#### [Consignes à suivre]
• 1. Selon l'article sur la grève chez Telekom, quel pourcentage des salariés a voté en faveur de la grève ?
• 2. Recopiez le passage de l'article sur la grève chez Telekom allant de "Trois jours après" à "l’un de l’autre." inclus, en substituant "Francfort" à "Berlin".
• 3. Prolongez l'article sur la grève chez Telekom à la suite de sa dernière phrase.

═══ Extrait du document

Depuis deux semaines, le Syndicat unifié des
services, Verdi, s’efforce de garder le contrôle sur la grève des
salariés de Telekom en la mettant en veilleuse. Bien que la direction du groupe
veuille externaliser 50.000 salariés vers des filiales à bas salaire et
internes à l’entreprise même et mises en place dans le but avéré
d’imposer une réduction sans précédent des salaires de l’ordre de
40 pour cent et un allongement du temps de travail, le syndicat Verdi se refuse
à étendre la grève et à mener une lutte sérieuse.
Au lieu de cela, le plus grand syndicat des
services, qui compte près de 2,5 millions d’adhérents, appelle les
quelques milliers d’employés de Telekom à débrayer ici et là, dans des
sites éparpillés. La tactique du saucissonnage sert plus à miner la
détermination des salariés qu’à contrer les attaques de la direction. Toujours
est-il que la combativité initiale des salariés s’était traduite par un
vote à 96,5 pour cent en faveur de la grève.
Trois jours après le début de la grève, plus
de 20.000 employés de la poste, tous syndiqués chez Verdi et venus des quatre
coins d’Allemagne, ont manifesté à Berlin contre une nouvelle
privatisation de la poste et la libéralisation du marché postal. Mais au lieu
de mener une lutte commune avec les postiers et les salariés de Telekom, qui d’ailleurs
jusqu’il y a peu de temps faisaient partie du même groupe, Verdi a
cherché à les maintenir à l’écart l’un de l’autre.
La raison en est simple. Verdi n’est pas
opposé à la libéralisation du marché postal bien que cela se solde par la perte
de jusque 32.000 emplois. Le syndicat exige seulement une libéralisation basée
sur « le savoir-faire ». Le slogan illustrant la manifestation de
Verdi dans le centre-ville de Berlin était « Contre une libéralisation
exempte de savoir-faire ». C’est ainsi que les bureaucrates syndicaux
avaient accepté il y a douze ans la privatisation de Telekom pour ensuite élaborer
une restructuration « socialement acceptable ».
A la fin de la deuxième semaine de grève, une
grève surprise avait débuté à Berlin chez les travailleurs en produits
pharmaceutiques. Au terme d’une assemblée générale, l’ensemble de
l’équipe du matin avait entamé une grève de protestation limitée dans le
temps. A l’origine de ce débrayage, il y avait les négociations
tarifaires en cours dans le commerce de gros à Berlin. Une fois de plus, les
grévistes étaient des membres du syndicat Verdi et une fois de plus Verdi s'applique
à faire tout son possible pour séparer les différentes luttes les unes des
autres et isoler ainsi les grévistes.
Verdi cherche avant tout à empêcher que la
grève de Telekom ne s’amplifie pour devenir une vaste mobilisation
politique contre la grande coalition (Parti social-démocrate, SPD, Union
chrétienne-démocrate, CDU et Union chrétienne-sociale, CSU), et ce en dépit du
fait que tout le monde sait que toutes les décisions importantes relatives à
Telekom sont prises par le gouvernement et notamment après des consultations en
tête à tête entre des représentants du ministère des Finances de Peer
Steinbrück (SPD) et du ministère du Travail de Franz Müntefering (SPD).

══════
═══ Enregistrements extraits

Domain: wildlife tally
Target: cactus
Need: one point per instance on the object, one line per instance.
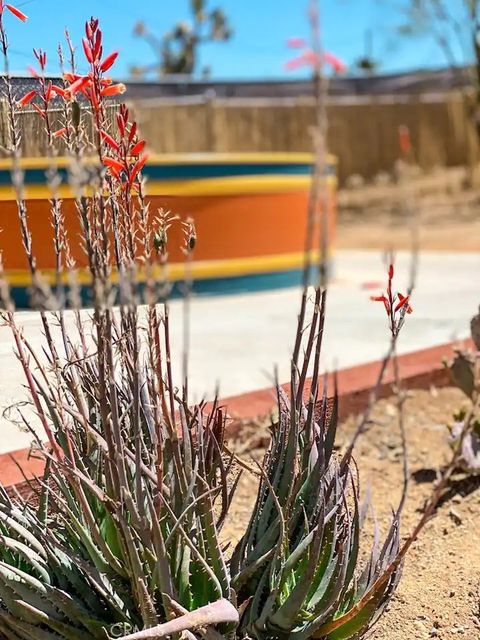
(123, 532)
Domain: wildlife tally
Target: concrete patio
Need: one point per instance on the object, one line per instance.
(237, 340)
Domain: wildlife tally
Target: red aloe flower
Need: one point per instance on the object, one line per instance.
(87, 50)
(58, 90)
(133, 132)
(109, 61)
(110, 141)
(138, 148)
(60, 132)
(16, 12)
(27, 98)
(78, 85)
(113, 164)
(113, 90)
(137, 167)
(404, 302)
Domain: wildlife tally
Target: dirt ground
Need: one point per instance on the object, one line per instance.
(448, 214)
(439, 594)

══════
═══ Enregistrements extraits

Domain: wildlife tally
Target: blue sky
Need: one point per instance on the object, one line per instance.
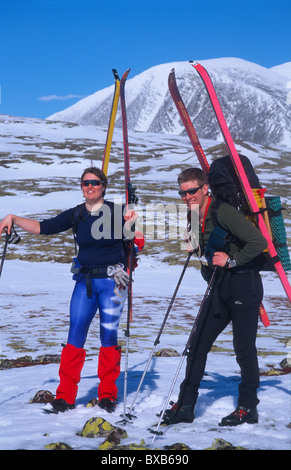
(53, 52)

══════
═══ Enregistrements extraits

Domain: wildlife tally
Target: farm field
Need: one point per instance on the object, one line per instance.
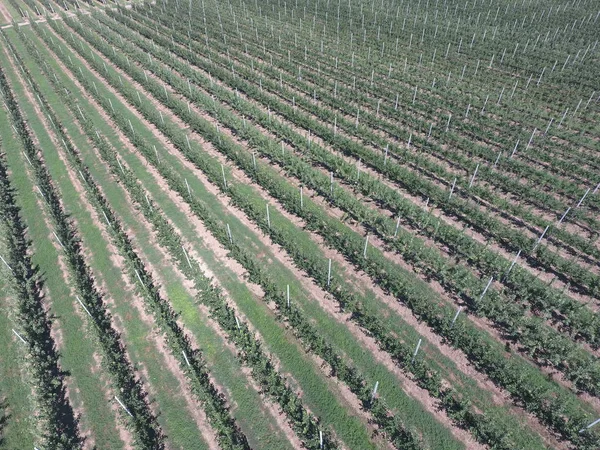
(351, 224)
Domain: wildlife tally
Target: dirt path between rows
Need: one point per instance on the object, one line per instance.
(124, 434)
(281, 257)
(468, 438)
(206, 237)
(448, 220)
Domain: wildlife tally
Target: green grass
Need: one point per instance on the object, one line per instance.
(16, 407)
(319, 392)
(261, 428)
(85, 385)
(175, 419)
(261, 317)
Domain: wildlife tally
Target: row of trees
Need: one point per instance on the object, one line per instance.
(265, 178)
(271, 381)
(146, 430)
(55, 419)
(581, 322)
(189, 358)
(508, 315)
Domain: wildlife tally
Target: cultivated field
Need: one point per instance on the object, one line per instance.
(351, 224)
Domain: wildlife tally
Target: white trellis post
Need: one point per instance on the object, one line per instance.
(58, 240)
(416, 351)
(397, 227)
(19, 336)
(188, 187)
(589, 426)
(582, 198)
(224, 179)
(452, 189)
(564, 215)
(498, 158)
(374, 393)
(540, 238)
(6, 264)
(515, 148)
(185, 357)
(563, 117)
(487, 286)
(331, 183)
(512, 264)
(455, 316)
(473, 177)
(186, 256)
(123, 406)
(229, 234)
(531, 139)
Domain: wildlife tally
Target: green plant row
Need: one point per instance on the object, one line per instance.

══════

#### [Résultats des consignes]
• 1. 96,5 pour cent.

• 2.
Trois jours après le début de la grève, plus
de 20.000 employés de la poste, tous syndiqués chez Verdi et venus des quatre
coins d’Allemagne, ont manifesté à Francfort contre une nouvelle
privatisation de la poste et la libéralisation du marché postal. Mais au lieu
de mener une lutte commune avec les postiers et les salariés de Telekom, qui d’ailleurs
jusqu’il y a peu de temps faisaient partie du même groupe, Verdi a
cherché à les maintenir à l’écart l’un de l’autre.

• 3.
Un double jeu cynique
Au moment même où les bureaucrates de Verdi fulminaient,
dans les assemblées générales de grévistes, contre l’attitude « antisociale
et absolument inacceptable » affichée par la direction de Telekom, le
secrétaire général de Verdi, Frank Bsirske, rencontrait secrètement à Berlin,
au siège du ministère des Finances le patron de Telekom, René Obermann, le
ministre des Finances Steinbrück et le premier secrétaire du groupe
parlementaire du SPD, Peter Struck, pour une « réunion de crise » dans
le but de négocier un accord pour la fin de la grève. Une première réunion de
ce genre avait déjà eu lieu une semaine auparavant, mais le silence le plus
absolu entourait les arrangements trouvés et les projets de réunions à venir.
Ce double jeu joué par Verdi a également
dominé une assemblée générale de Telekom qui s’est tenue mercredi dernier
devant le « Rote Rathaus » (l’Hôtel de ville de Berlin). Il
avait été sciemment décidé de limiter le nombre de participants afin
d’éviter que des salariés d’autres domaines d’activité de la
fonction publique, dont beaucoup sont membres de Verdi, ne viennent participer
à la réunion de protestation contre la politique antisociale pratiquée par le
Sénat de Berlin qui, depuis six ans, est constitué par une coalition du SPD et du
Linkspartei.PDS (Parti de la Gauche.PDS, Parti du socialisme démocratique).
Le premier orateur à prendre la parole lors de
ce rassemblement pour apporter « sa solidarité et son soutien » aux
grévistes n’était autre que le sénateur de Berlin chargé des questions
économiques, Harald Wolf (Linkspartei.PDS). Wolf avait joué un rôle clé lors de
la suppression de 15.000 emplois de la fonction publique dans la capitale
fédérale ces dernières années.
C’est sous sous son mandat que 3.000
postes furent supprimés dans les transports publics berlinois en même temps
qu’une baisse de salaire de 10 pour cent imposée aux salariés. La liste
des attaques contre les acquis sociaux perpétrées par le « Sénat
rouge-rouge » de Berlin (SPD-Linkspartei.PDS) est longue : réductions
massives de salaire et suppression d’emplois dans les hôpitaux ; embauche
de 34.000 salariés payés un euro de l’heure
« Ein-Euro-Jobbern » et remplaçant en partie des emplois
réguliers ; une augmentation draconienne des frais et une réduction du
personel dans les crèches et les jardins d’enfants ; suppression de
la gratuité du matériel scolaire et réduction du personnel enseignant dans les
écoles ; coupes de l’ordre de 75 millions d’euros des subventions
accordées par les Länder aux trois universités berlinoises, ce qui correspond à
la suppression de 10.000 places d’étudiants et de plus de 200 postes de
professeur, etc.
Bien que les infamies commises par le Sénat SPD-Linkspartei.PDS
soient bien connues, le comité de grève a néanmoins invité les salariés de
Telekom présents à applaudir le discours de Wolf.
A la tribune de Verdi, les représentants du
Parti de la Gauche.PDS se sont relayés au micro. Juste après Wolf ce fut au
tour du vice-président du groupe parlementaire du Parti de la Gauche.PDS au
Bundestag, Bodo Ramelow, de prendre la parole. Une fois de plus l’on a pu
entendre les phrases-clichés sur la solidarité et des flatteries à
l’adresse des grévistes : « Vous avez montré que vous
n’êtes pas disposés à accepter les attaques d’Obermann... »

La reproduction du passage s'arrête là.